-------- Input for this task --------

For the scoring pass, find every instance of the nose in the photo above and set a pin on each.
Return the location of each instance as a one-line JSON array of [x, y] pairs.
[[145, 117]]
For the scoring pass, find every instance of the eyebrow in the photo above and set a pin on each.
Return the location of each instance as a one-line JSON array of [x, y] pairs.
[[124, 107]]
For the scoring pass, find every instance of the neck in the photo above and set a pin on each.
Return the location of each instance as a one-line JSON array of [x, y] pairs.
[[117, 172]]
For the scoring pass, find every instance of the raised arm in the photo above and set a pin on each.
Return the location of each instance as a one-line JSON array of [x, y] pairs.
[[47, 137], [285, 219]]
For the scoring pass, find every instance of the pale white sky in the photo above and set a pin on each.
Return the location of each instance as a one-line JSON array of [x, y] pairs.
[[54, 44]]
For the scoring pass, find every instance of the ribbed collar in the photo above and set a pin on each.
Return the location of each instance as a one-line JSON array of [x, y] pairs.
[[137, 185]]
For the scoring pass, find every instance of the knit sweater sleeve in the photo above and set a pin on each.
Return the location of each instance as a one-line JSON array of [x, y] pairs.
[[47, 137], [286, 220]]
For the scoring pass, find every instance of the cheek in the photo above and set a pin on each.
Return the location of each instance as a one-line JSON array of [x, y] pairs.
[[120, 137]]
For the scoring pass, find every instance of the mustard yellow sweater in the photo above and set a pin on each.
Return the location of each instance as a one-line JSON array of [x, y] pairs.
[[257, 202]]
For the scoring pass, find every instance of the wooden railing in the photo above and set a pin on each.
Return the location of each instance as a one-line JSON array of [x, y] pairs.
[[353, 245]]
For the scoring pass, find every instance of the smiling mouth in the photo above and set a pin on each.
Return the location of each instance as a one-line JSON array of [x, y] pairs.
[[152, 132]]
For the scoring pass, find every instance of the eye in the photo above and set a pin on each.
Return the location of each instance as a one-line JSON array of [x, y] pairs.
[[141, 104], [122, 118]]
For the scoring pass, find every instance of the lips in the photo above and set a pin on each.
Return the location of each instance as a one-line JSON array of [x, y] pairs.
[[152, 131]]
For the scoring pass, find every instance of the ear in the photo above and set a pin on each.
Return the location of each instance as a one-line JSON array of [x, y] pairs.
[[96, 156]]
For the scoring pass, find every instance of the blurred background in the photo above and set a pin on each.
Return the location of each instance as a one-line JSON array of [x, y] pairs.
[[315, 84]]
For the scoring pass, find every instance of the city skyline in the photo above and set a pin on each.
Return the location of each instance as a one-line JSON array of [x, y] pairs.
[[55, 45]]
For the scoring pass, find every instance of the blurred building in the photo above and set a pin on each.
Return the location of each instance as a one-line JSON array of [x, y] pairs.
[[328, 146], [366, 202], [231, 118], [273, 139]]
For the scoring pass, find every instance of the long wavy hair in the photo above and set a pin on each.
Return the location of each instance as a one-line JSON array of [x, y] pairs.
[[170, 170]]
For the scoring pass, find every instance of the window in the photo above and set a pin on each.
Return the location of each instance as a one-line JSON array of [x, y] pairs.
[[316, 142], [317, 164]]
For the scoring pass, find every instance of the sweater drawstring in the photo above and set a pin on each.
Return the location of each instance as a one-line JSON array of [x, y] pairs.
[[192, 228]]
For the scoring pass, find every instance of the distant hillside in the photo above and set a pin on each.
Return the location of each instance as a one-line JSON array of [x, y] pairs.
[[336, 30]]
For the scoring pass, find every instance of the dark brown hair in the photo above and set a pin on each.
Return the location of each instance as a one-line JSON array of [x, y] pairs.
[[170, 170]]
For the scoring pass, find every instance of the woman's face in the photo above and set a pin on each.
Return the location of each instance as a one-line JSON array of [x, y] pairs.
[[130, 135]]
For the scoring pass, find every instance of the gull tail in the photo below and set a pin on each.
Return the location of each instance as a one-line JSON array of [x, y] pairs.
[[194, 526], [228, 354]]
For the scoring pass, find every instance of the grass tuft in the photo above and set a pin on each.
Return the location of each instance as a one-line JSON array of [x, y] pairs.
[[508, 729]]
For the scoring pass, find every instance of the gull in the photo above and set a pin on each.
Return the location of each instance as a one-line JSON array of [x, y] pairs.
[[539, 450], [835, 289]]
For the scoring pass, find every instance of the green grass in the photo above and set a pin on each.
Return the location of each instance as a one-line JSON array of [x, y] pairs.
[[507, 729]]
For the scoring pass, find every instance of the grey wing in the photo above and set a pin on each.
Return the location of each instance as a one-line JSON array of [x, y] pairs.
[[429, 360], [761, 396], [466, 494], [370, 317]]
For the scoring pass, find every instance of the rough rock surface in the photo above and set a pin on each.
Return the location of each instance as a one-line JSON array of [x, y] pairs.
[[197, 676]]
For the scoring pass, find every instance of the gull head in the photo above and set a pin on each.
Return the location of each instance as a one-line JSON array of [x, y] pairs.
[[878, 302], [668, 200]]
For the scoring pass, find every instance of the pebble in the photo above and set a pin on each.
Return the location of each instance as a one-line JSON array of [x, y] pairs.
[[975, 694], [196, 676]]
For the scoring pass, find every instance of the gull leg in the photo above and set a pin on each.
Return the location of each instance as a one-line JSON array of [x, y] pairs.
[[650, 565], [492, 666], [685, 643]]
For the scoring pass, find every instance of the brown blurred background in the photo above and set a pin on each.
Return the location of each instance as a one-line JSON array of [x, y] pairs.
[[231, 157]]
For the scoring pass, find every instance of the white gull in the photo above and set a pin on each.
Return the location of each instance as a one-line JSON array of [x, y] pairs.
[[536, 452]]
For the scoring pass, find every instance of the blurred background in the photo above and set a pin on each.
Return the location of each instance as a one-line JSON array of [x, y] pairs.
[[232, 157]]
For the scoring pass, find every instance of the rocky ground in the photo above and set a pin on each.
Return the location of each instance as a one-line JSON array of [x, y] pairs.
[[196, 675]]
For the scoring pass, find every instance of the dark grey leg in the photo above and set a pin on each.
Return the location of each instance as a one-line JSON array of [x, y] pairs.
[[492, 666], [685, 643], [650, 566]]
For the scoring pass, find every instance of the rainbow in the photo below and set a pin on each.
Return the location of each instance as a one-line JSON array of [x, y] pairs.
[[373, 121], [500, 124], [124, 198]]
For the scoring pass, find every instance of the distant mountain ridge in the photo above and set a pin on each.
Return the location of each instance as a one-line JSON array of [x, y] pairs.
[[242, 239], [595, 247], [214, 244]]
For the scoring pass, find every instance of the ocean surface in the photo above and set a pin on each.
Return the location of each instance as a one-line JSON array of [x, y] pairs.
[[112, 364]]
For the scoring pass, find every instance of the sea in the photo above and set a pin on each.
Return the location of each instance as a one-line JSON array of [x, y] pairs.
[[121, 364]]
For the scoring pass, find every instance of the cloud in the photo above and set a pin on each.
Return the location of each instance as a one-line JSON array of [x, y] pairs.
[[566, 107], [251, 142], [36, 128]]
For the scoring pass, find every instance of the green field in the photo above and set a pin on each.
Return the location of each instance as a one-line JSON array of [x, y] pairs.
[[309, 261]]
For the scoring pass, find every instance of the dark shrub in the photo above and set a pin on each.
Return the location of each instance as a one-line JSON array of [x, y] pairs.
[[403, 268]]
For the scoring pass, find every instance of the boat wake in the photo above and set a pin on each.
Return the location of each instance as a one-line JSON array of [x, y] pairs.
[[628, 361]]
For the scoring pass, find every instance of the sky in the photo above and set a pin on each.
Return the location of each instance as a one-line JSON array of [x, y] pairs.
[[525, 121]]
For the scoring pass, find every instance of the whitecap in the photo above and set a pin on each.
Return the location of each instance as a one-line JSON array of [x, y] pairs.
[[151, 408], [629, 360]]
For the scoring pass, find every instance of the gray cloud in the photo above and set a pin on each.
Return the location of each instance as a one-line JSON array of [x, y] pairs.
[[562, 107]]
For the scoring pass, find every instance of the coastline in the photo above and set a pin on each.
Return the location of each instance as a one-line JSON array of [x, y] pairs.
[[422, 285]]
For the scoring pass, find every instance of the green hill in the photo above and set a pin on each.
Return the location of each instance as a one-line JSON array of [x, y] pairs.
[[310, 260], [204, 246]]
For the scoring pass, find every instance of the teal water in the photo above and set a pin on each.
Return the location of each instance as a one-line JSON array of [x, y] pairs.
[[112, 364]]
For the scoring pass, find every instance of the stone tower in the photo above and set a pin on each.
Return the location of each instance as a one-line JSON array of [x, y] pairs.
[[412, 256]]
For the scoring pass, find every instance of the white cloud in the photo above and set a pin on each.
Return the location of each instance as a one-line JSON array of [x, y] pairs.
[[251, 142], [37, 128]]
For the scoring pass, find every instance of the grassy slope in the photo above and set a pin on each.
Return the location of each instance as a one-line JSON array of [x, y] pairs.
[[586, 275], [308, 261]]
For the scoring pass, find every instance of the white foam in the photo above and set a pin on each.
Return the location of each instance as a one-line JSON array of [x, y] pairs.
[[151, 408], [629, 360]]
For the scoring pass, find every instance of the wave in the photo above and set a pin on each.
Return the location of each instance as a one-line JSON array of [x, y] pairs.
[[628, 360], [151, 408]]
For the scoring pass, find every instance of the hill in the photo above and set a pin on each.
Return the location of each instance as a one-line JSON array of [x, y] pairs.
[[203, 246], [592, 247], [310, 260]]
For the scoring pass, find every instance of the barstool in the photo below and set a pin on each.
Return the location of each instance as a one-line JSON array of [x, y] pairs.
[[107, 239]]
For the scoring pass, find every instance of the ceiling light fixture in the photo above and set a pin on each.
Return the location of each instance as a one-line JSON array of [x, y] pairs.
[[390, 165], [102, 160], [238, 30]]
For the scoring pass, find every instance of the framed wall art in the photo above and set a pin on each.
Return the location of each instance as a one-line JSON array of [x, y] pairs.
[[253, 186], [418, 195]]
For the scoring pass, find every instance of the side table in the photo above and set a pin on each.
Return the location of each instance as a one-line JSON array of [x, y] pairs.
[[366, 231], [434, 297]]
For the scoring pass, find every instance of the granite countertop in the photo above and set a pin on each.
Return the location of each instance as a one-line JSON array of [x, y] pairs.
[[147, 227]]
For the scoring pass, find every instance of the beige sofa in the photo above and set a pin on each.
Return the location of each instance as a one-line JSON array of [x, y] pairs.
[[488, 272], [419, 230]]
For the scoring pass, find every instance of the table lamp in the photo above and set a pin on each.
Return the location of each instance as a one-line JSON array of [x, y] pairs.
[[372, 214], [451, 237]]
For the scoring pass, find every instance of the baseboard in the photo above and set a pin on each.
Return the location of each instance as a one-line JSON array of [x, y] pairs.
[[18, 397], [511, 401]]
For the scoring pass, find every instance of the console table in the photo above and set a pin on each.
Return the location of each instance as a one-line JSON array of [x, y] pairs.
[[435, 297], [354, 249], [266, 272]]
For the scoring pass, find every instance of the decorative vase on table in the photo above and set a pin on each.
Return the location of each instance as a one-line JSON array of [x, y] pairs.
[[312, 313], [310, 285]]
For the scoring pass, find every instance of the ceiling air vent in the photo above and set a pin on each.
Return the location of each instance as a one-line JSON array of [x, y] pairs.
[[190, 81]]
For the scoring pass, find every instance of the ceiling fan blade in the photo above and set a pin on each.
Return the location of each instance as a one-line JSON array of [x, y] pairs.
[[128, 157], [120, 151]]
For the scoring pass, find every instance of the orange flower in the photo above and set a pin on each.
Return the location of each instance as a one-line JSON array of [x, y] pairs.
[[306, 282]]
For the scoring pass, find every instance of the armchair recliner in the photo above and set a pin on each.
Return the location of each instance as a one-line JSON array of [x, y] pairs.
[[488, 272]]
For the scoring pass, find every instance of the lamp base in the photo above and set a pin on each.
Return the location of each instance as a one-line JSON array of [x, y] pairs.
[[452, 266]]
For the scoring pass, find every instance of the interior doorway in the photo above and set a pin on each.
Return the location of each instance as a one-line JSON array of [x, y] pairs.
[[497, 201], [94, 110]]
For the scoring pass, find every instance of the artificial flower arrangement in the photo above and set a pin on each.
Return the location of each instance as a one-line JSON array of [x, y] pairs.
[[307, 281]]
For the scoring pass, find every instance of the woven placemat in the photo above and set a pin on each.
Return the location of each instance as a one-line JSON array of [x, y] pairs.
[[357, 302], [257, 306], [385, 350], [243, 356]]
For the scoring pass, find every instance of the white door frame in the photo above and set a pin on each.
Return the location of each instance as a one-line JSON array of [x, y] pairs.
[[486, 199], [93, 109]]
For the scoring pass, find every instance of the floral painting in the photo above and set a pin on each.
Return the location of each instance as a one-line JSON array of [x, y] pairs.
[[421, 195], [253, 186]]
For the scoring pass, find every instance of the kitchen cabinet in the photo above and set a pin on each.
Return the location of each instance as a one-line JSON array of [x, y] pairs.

--------

> Exercise goal
Quote, word for word, the stretch of the material from the line containing "For the scoring pass, find every instance of the knit" through the line containing "[[120, 137]]", including both of those lines.

> Answer to this problem
For the scoring pass, find every instance of the knit sweater sleeve in the photo above and set a pin on each.
Return the location of each instance as a one-line JSON array of [x, y] pairs.
[[47, 137], [286, 220]]
For the scoring pass, find every instance of the cheek in the photo above and set a pin on each.
Return the location of each instance as a one-line JSON array of [x, y] pairs.
[[120, 137]]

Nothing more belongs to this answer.